→ **EXERCISE MATERIALS**
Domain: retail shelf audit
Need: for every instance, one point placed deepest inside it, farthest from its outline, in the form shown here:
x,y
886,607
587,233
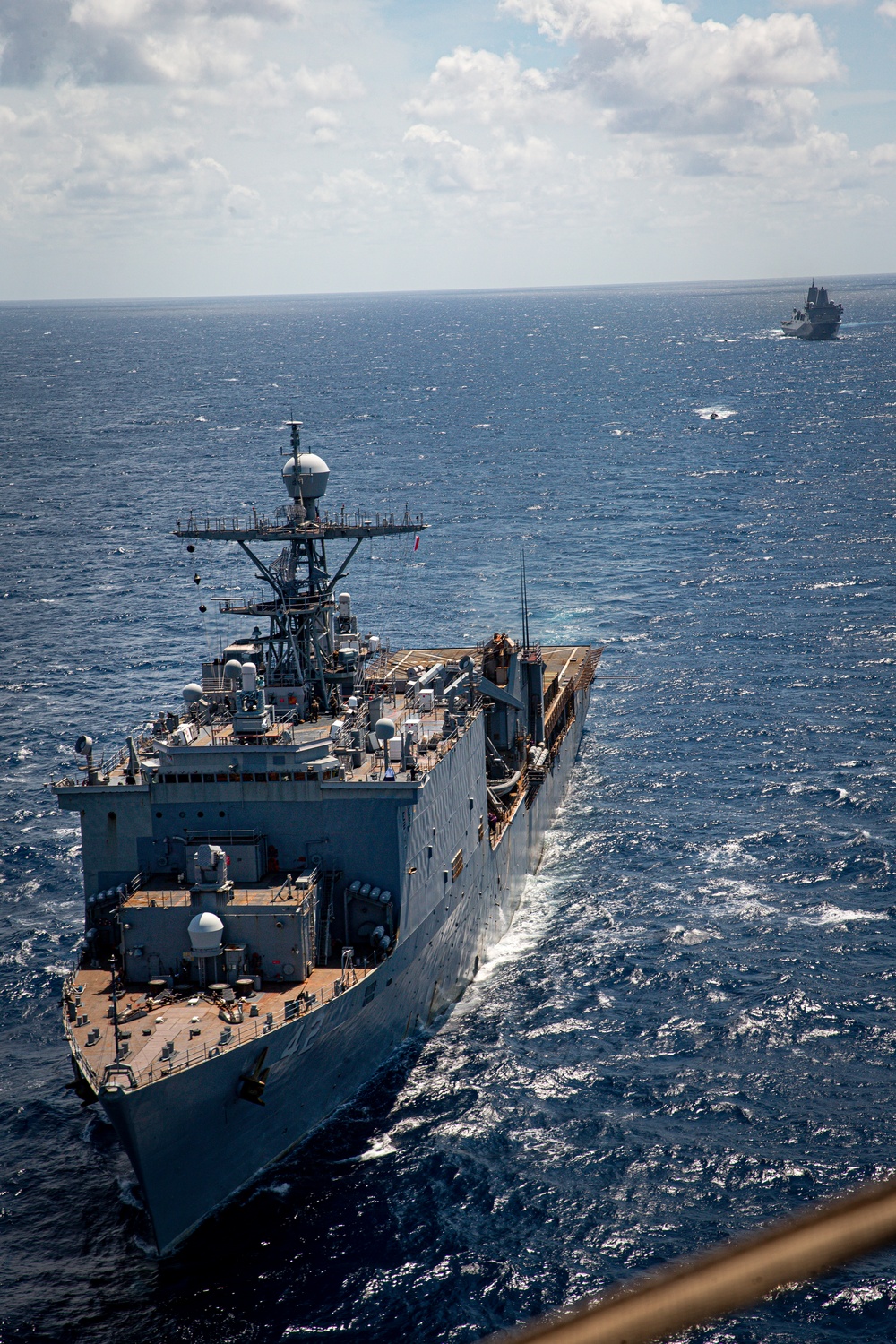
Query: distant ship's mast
x,y
303,644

→ **EXERCISE**
What comes back should match the records exactly, minus any pictures.

→ **SOLUTION**
Domain: retail shelf audit
Need: for every instance, one point placed deepest inside it, farthest from its outline, in the form shown here:
x,y
886,607
587,233
Query: distant ship's mast
x,y
303,644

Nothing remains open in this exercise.